Count the lines in the listing below that contain the word "overalls", matching case exactly, and give only that number.

:::

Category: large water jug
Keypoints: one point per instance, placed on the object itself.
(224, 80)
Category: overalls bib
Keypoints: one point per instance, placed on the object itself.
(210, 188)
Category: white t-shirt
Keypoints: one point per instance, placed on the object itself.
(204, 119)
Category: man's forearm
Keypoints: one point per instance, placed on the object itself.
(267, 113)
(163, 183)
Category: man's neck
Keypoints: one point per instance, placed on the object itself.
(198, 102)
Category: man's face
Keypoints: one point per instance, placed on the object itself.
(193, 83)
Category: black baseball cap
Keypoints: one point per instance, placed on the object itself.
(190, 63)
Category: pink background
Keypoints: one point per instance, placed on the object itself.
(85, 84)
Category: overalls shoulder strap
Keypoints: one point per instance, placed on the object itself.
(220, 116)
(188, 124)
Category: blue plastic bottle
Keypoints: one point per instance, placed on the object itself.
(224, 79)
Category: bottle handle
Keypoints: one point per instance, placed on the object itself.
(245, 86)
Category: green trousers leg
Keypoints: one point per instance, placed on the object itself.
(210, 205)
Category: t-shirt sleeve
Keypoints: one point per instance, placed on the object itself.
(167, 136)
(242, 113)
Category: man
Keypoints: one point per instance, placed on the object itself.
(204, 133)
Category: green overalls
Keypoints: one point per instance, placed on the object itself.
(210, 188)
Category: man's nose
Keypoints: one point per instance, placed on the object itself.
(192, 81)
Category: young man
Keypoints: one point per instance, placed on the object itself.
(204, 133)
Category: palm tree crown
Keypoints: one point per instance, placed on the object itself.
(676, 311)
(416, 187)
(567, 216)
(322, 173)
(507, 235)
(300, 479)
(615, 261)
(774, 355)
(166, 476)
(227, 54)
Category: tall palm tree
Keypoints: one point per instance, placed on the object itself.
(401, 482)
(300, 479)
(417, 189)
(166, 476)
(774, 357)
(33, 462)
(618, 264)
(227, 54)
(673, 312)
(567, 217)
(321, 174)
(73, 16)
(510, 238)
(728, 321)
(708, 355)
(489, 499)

:::

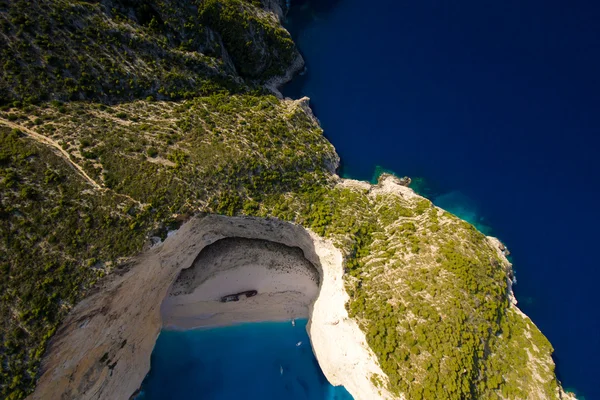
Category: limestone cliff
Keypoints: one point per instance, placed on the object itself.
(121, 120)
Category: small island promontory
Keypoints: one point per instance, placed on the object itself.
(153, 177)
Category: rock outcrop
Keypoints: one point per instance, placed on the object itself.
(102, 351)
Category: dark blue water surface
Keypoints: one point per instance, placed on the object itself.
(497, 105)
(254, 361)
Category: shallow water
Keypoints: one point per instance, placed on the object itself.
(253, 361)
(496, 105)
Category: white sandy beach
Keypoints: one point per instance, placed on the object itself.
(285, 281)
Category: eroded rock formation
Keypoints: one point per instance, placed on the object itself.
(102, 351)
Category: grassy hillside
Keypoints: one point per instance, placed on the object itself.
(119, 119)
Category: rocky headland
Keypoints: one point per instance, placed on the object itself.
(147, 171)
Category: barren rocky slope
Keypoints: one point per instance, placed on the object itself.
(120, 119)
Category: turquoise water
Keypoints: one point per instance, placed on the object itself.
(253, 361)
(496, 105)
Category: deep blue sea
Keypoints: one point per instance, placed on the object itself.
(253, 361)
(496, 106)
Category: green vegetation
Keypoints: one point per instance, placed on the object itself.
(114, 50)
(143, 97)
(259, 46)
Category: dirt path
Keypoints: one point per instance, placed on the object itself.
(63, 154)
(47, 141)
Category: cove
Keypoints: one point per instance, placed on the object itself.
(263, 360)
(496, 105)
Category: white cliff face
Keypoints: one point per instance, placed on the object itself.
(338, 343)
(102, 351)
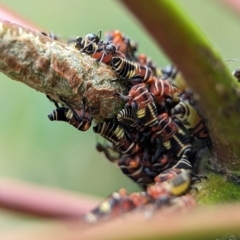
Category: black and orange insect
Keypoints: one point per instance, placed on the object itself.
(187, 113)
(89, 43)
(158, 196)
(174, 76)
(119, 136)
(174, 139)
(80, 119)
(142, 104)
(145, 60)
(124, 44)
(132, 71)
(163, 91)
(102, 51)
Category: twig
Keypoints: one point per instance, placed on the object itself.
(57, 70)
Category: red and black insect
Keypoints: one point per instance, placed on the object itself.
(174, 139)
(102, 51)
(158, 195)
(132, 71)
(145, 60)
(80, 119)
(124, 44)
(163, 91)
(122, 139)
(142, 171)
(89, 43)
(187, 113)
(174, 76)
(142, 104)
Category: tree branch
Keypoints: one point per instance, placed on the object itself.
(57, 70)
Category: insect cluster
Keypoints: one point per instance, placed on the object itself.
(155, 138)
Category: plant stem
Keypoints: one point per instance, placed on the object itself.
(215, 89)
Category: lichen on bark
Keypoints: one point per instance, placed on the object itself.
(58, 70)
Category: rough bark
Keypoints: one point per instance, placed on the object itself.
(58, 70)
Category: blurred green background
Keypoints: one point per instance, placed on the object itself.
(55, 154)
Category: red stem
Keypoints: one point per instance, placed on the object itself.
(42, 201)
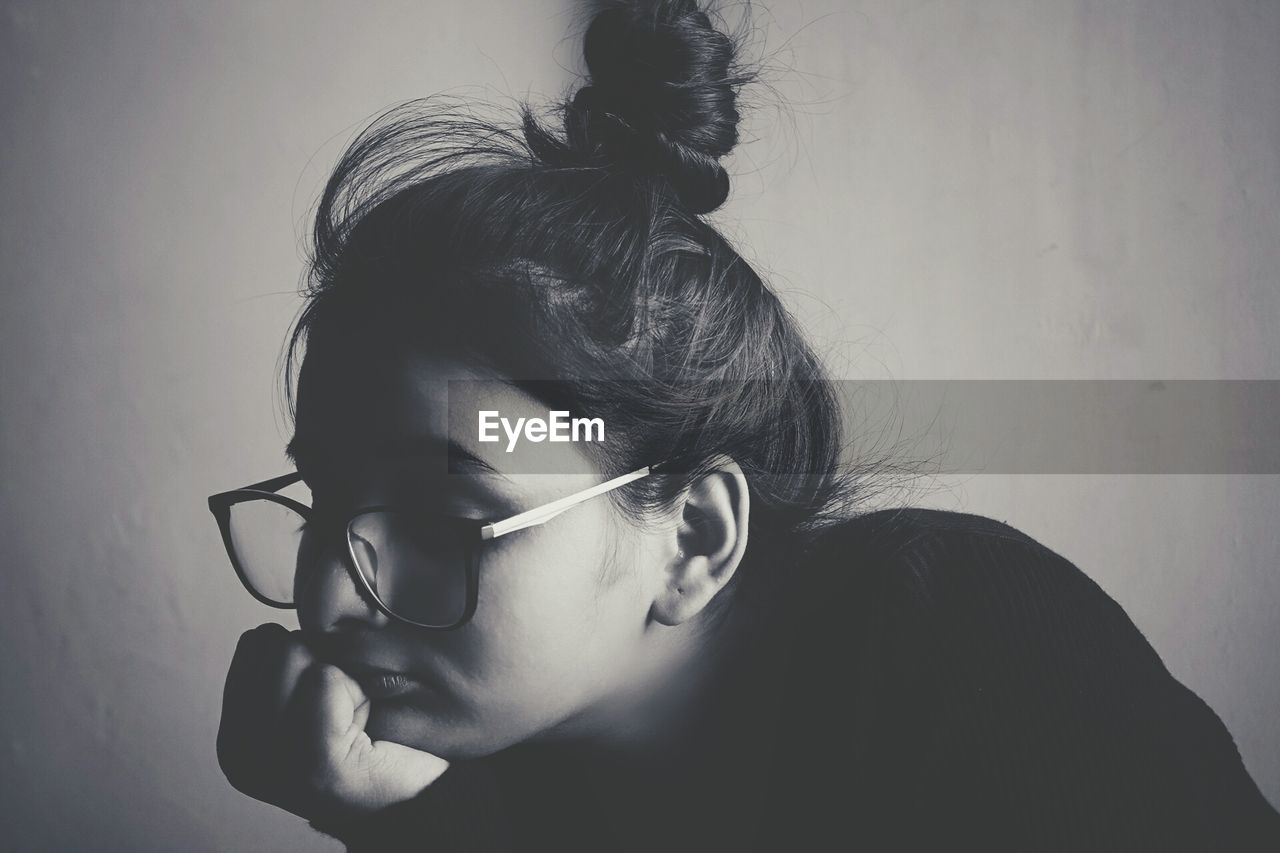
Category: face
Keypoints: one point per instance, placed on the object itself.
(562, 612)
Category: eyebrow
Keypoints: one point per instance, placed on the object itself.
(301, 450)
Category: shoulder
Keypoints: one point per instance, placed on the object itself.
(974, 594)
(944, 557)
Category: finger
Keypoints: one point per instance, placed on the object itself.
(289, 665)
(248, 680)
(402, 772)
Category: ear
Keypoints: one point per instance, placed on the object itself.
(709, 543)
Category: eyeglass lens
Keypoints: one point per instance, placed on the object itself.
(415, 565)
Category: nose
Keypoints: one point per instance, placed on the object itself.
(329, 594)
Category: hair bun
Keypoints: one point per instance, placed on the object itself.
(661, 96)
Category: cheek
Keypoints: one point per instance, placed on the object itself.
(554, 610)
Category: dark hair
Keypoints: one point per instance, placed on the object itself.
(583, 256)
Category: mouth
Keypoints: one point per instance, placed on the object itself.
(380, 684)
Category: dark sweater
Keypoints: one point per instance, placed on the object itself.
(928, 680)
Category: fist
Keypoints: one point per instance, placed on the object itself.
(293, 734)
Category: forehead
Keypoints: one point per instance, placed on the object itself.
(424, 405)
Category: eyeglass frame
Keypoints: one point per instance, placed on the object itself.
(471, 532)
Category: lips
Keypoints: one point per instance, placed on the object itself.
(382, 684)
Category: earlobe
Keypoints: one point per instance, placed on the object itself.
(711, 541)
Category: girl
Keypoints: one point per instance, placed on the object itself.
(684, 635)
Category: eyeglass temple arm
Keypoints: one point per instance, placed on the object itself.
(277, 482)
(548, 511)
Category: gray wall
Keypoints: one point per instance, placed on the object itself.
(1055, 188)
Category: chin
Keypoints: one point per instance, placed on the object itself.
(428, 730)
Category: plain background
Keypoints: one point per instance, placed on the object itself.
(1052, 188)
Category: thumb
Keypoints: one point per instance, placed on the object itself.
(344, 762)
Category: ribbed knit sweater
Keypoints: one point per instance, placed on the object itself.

:::

* Exercise solution *
3